What to work on:
Set out every line of the records below as a numbered list, omitting any blank lines.

────────────────

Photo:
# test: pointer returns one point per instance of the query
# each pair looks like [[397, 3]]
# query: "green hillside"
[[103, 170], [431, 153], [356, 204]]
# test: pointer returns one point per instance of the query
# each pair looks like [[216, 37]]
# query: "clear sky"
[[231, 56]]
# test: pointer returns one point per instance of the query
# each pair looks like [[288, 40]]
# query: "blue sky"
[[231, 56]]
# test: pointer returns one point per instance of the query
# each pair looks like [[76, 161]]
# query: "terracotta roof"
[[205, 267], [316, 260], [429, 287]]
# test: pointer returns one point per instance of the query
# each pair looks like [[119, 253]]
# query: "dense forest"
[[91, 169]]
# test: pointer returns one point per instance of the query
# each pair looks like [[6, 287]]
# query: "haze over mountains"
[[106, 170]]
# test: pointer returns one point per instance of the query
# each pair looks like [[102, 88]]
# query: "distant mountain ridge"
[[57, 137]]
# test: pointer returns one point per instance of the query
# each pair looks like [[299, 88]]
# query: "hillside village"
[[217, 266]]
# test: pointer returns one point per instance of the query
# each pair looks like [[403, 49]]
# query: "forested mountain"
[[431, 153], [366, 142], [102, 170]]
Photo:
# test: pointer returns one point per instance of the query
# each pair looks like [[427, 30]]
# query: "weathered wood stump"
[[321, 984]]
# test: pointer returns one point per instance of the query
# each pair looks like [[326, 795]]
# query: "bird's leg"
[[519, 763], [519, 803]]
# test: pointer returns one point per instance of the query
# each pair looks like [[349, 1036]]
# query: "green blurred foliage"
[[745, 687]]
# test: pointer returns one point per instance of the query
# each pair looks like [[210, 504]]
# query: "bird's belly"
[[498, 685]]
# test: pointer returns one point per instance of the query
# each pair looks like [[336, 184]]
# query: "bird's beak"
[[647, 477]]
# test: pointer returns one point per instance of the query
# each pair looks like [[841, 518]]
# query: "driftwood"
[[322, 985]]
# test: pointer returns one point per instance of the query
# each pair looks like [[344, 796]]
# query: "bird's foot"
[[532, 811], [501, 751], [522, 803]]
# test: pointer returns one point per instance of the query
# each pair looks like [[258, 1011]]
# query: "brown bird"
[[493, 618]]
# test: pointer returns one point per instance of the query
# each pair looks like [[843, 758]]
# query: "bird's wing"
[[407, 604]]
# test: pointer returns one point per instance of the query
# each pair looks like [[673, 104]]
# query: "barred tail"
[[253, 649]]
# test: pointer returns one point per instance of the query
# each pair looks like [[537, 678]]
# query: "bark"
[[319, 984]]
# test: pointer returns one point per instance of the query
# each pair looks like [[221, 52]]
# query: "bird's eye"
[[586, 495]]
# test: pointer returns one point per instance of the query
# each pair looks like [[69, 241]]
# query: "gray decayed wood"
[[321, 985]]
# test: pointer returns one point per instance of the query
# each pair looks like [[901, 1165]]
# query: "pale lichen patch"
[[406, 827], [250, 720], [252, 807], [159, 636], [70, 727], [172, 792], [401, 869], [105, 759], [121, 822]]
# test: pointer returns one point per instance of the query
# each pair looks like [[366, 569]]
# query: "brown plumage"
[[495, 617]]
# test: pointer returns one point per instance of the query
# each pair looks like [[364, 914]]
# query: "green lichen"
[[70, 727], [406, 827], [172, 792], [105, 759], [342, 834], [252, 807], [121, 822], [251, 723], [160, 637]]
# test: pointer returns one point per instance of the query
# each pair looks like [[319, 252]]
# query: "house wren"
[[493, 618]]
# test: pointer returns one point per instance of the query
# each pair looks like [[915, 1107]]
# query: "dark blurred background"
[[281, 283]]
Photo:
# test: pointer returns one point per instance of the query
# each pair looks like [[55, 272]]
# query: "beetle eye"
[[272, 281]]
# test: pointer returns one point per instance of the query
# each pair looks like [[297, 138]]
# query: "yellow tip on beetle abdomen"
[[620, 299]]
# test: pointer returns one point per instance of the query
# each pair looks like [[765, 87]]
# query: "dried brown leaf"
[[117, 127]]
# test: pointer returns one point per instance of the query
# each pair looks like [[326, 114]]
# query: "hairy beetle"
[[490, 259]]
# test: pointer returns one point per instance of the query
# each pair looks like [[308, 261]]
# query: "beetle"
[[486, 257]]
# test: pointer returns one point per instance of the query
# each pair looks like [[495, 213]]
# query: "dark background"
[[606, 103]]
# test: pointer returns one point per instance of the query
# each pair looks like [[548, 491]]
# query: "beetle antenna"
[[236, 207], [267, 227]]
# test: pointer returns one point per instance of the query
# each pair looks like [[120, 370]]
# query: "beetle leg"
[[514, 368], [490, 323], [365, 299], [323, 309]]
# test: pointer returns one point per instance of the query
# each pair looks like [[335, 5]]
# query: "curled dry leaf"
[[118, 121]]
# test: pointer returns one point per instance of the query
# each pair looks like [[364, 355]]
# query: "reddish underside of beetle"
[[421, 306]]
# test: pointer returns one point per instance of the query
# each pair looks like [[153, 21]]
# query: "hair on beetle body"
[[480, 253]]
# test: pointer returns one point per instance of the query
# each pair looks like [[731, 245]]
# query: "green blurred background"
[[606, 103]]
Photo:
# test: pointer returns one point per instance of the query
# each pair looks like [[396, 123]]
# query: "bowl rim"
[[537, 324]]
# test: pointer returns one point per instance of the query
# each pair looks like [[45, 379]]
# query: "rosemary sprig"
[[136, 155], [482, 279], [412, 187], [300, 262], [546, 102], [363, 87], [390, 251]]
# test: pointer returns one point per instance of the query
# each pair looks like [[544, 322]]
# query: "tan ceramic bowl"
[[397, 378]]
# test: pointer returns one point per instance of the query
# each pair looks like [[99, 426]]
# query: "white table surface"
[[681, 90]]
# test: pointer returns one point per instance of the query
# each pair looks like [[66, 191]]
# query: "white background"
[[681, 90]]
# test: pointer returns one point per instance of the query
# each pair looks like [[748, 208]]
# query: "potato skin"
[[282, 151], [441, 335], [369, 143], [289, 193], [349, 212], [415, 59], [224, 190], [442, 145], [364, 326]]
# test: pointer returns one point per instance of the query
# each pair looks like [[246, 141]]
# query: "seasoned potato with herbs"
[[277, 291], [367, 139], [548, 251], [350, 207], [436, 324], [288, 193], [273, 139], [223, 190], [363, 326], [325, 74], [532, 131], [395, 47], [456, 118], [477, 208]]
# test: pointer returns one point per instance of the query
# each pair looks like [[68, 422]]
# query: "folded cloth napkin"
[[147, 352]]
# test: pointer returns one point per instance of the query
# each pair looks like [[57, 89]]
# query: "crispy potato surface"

────────────────

The answer:
1. Photo:
2. # test: pointer returns one point per instance of the query
3. # each pair looks like [[397, 3]]
4. # query: "green hillside"
5. [[103, 170], [431, 153], [356, 204]]
6. # test: pointer returns one point per instance of the query
7. # each pair looks like [[216, 37]]
8. # query: "clear sky"
9. [[231, 56]]
10. # test: pointer returns one point per instance of the query
11. # each pair looks like [[288, 40]]
12. # query: "blue sky"
13. [[231, 56]]
14. # test: pointer returns one point per instance of the query
15. # each pair looks like [[76, 161]]
16. # query: "terracotta roof"
17. [[205, 267], [316, 260], [429, 287]]
18. # test: pointer returns one point per instance of the query
19. # each pair looks like [[119, 253]]
20. # query: "dense forest"
21. [[91, 169]]
22. # test: pointer returns one point per instance of the query
23. # each pair looks like [[6, 287]]
24. # query: "haze over mountains"
25. [[106, 170]]
26. # test: pointer returns one point per instance of the query
27. # each pair looks like [[102, 88]]
28. # query: "distant mountain ridge"
29. [[57, 137]]
30. # test: pointer returns one point per instance of the query
31. # each pair looks like [[299, 88]]
32. # query: "hillside village"
33. [[217, 266]]
34. # test: pointer returns one point per instance of the query
35. # each pair looks like [[403, 49]]
36. # query: "forested mountain"
37. [[431, 153], [366, 142], [102, 170]]
38. Photo:
39. # test: pointer returns one point per instance of the query
40. # each pair looks like [[427, 30]]
41. # query: "weathered wood stump"
42. [[321, 984]]
43. # test: pointer returns one point per instance of the query
44. # each pair looks like [[326, 795]]
45. # query: "bird's leg"
46. [[519, 763], [519, 803]]
47. # test: pointer returns one point per instance of the query
48. # each pair looks like [[349, 1036]]
49. # query: "green blurred foliage"
50. [[745, 687]]
51. # test: pointer returns one point per instance of the query
52. # each pair looks like [[210, 504]]
53. # query: "bird's belly"
54. [[498, 685]]
55. # test: pointer returns one point per instance of the query
56. # each pair looks like [[336, 184]]
57. # query: "bird's beak"
58. [[647, 477]]
59. # test: pointer returns one point per instance of the query
60. # each pair looks like [[841, 518]]
61. # query: "driftwood"
62. [[322, 985]]
63. # test: pointer returns one point per instance of the query
64. # each pair looks like [[344, 796]]
65. # query: "bird's foot"
66. [[532, 811], [501, 751], [522, 803]]
67. # test: pointer returns one point per instance of the query
68. # each pair looks like [[258, 1011]]
69. # query: "brown bird"
70. [[493, 618]]
71. # test: pointer returns one point per instance of the query
72. # each pair looks like [[843, 758]]
73. # query: "bird's wing"
74. [[407, 604]]
75. # test: pointer returns one point per instance of the query
76. # each pair looks like [[673, 104]]
77. # query: "barred tail"
78. [[253, 649]]
79. # test: pointer returns one point per instance of the query
80. # each pair looks like [[537, 678]]
81. # query: "bark"
82. [[319, 984]]
83. # test: pointer returns one point per instance of the query
84. # each pair looks like [[221, 52]]
85. # query: "bird's eye"
86. [[586, 495]]
87. # test: pointer returns one point per instance of the query
88. # each pair looks like [[69, 241]]
89. # query: "gray decayed wood"
90. [[321, 985]]
91. # test: pointer returns one point per instance of the query
92. # each pair looks like [[901, 1165]]
93. # query: "pale lichen patch"
94. [[406, 827], [250, 720], [252, 807], [159, 636], [70, 727], [172, 792], [401, 869], [105, 759], [121, 822]]
95. # test: pointer returns one point per instance of the query
96. # each pair looks like [[366, 569]]
97. # query: "brown plumage"
98. [[495, 617]]
99. # test: pointer returns one point per instance of the query
100. # each pair looks like [[364, 914]]
101. # query: "green lichen"
102. [[70, 727], [406, 827], [172, 792], [105, 759], [342, 834], [252, 807], [121, 822], [251, 723], [160, 637]]
103. # test: pointer returns one point per instance of the query
104. # each pair looks like [[319, 252]]
105. # query: "house wren"
106. [[493, 618]]
107. # test: pointer returns one point per instance of the query
108. # each pair looks like [[915, 1107]]
109. # query: "dark blurred background"
110. [[281, 283]]
111. Photo:
112. # test: pointer returns one point per instance of the query
113. # each pair looks like [[55, 272]]
114. # query: "beetle eye"
115. [[272, 281]]
116. # test: pointer returns one point per instance of the query
117. # each pair looks like [[297, 138]]
118. # query: "yellow tip on beetle abdomen"
119. [[620, 299]]
120. # test: pointer returns one point per instance of the query
121. # each pair looks like [[765, 87]]
122. # query: "dried brown leaf"
123. [[117, 127]]
124. # test: pointer returns one point per instance of the query
125. # each pair looks like [[326, 114]]
126. # query: "hairy beetle"
127. [[490, 259]]
128. # test: pointer returns one point per instance of the query
129. # each pair looks like [[308, 261]]
130. # query: "beetle"
131. [[486, 257]]
132. # test: pointer returns one point per instance of the query
133. # each pair looks like [[495, 213]]
134. # query: "dark background"
135. [[606, 103]]
136. # test: pointer returns one point per instance of the query
137. # each pair looks like [[548, 491]]
138. # query: "beetle antenna"
139. [[236, 207], [267, 227]]
140. # test: pointer returns one point per instance of the query
141. # each pair looks like [[120, 370]]
142. # query: "beetle leg"
143. [[514, 368], [490, 323], [365, 299], [323, 309]]
144. # test: pointer returns one point per instance of the query
145. # each pair looks like [[335, 5]]
146. # query: "curled dry leaf"
147. [[118, 121]]
148. # test: pointer returns one point per instance of the query
149. # each pair looks like [[364, 355]]
150. # query: "reddish underside of beetle"
151. [[421, 306]]
152. # test: pointer returns one point per instance of the query
153. # each pair looks like [[153, 21]]
154. # query: "hair on beetle body"
155. [[480, 253]]
156. # test: pointer returns one point per instance of the query
157. # each pair looks like [[731, 245]]
158. # query: "green blurred background"
159. [[606, 103]]
160. Photo:
161. # test: pointer returns one point per instance of the query
162. # each pair looks like [[396, 123]]
163. # query: "bowl rim"
164. [[537, 324]]
165. # test: pointer returns one point per instance of the query
166. # each pair looks like [[45, 379]]
167. # query: "rosemary sprig"
168. [[136, 155], [482, 279], [412, 187], [300, 262], [546, 102], [363, 87], [390, 251]]
169. # test: pointer returns one point per instance of the query
170. # each pair looks like [[544, 322]]
171. # query: "tan ceramic bowl"
172. [[397, 378]]
173. # test: pointer returns one point per instance of the query
174. # each pair looks like [[99, 426]]
175. # query: "white table surface"
176. [[681, 90]]
177. # test: pointer returns one point per instance of the query
178. # each pair looks like [[66, 191]]
179. # query: "white background"
180. [[681, 90]]
181. # test: pointer returns one point per instance of the query
182. # each pair looks like [[748, 208]]
183. # query: "potato skin"
184. [[282, 151], [441, 335], [369, 143], [289, 193], [349, 212], [415, 59], [224, 190], [442, 145], [364, 326]]
185. # test: pointer returns one point per instance of the query
186. # each pair looks like [[246, 141]]
187. # query: "seasoned potato with herbs"
188. [[277, 291], [367, 139], [548, 251], [350, 207], [436, 324], [288, 193], [273, 139], [223, 190], [363, 326], [325, 74], [532, 131], [395, 47], [456, 118], [477, 208]]
189. # test: pointer returns one point per instance of the query
190. # each pair looks like [[68, 422]]
191. # query: "folded cloth napkin"
192. [[147, 352]]
193. # test: pointer returns one point per instance of the query
194. # each pair looks like [[57, 89]]
195. # query: "crispy potato surface"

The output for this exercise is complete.